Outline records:
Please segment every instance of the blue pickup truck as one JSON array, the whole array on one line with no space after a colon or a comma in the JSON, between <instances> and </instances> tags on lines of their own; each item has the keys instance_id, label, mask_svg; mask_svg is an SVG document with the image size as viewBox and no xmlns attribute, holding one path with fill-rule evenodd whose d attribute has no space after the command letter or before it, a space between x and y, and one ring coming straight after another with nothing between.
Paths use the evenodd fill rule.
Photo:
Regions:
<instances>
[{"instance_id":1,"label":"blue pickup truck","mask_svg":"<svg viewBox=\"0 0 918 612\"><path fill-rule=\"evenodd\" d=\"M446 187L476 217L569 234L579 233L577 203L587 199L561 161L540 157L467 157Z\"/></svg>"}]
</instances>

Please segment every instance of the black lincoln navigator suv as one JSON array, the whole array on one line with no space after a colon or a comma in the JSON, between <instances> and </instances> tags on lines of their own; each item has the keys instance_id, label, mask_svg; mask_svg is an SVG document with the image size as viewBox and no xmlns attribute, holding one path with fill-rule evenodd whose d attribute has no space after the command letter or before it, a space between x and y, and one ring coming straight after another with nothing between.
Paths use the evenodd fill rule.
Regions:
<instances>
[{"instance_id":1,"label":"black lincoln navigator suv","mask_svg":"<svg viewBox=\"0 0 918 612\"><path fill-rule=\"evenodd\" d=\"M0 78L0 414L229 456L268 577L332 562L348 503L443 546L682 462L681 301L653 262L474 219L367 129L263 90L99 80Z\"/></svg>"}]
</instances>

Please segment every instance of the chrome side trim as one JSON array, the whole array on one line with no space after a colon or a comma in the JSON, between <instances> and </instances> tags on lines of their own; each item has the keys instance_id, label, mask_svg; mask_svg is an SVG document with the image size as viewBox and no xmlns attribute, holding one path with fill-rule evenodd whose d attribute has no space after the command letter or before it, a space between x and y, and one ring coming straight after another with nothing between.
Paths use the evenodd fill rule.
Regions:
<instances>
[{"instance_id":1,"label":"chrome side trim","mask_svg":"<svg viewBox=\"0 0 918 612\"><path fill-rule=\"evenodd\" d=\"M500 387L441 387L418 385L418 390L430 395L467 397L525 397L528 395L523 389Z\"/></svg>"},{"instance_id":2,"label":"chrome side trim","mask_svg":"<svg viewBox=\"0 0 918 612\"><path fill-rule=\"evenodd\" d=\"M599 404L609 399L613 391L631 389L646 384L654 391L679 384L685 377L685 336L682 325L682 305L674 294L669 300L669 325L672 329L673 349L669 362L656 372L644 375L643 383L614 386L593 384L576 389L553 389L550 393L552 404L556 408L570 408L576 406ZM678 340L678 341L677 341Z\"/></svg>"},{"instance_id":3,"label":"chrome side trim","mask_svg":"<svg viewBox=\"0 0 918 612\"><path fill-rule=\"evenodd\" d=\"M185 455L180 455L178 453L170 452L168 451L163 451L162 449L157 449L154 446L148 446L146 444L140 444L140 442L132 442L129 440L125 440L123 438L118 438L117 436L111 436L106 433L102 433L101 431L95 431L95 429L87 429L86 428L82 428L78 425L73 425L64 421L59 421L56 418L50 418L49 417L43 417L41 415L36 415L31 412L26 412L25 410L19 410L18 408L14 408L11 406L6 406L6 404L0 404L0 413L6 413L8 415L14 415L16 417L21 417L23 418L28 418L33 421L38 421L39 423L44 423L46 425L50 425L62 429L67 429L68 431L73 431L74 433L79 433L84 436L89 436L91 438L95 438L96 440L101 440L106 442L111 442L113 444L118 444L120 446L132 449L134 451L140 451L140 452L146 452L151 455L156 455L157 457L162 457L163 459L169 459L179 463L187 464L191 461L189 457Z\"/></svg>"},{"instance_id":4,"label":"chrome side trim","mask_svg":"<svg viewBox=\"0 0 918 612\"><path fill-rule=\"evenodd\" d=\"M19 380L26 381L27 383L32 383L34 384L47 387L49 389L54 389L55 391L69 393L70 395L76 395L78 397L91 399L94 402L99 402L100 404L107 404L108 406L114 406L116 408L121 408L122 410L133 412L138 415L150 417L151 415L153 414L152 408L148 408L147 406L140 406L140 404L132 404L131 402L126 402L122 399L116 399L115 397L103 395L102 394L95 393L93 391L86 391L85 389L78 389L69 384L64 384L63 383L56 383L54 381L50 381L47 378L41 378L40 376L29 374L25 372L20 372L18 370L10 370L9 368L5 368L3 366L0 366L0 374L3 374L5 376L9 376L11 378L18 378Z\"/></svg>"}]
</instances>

__GOAL__. Pull out each line of the records above that contains the string "size", matching case exactly.

__RESULT__.
Please segment every instance of the blue pickup truck as one JSON array, the whole array on one line with no space after a colon or a comma in the JSON, between <instances> and </instances> tags on lines of their own; each item has the keys instance_id, label, mask_svg; mask_svg is an SVG document with the image size as viewBox and no xmlns attribute, holding one path with fill-rule evenodd whose d attribute has no space after the command letter or before it, a space between x and y, and one ring coming straight after another with nothing between.
Please segment every instance of the black lincoln navigator suv as one JSON array, the whole array on one line with no space after a colon or a comma in the JSON, between <instances> and </instances> tags on lines of their own; each item has the keys instance_id, label, mask_svg; mask_svg is an SVG document with the image size as viewBox and no xmlns attribute, holding one path with fill-rule evenodd whose d attribute has no space after the command letter or before it, a space between x and y, and one ring coming straight after another with nothing between.
Please segment every instance of the chrome side trim as one JSON array, the whole array on one line with no space after a colon or a comma in the JSON, between <instances> and </instances> tags on lines of their own; each item has the keys instance_id, label, mask_svg; mask_svg is an SVG document with the image size as viewBox and no xmlns attribute, holding one path with fill-rule evenodd whose d attribute has no space after the command letter or before it, a space between x and y, and one ring coming straight after another with nothing between.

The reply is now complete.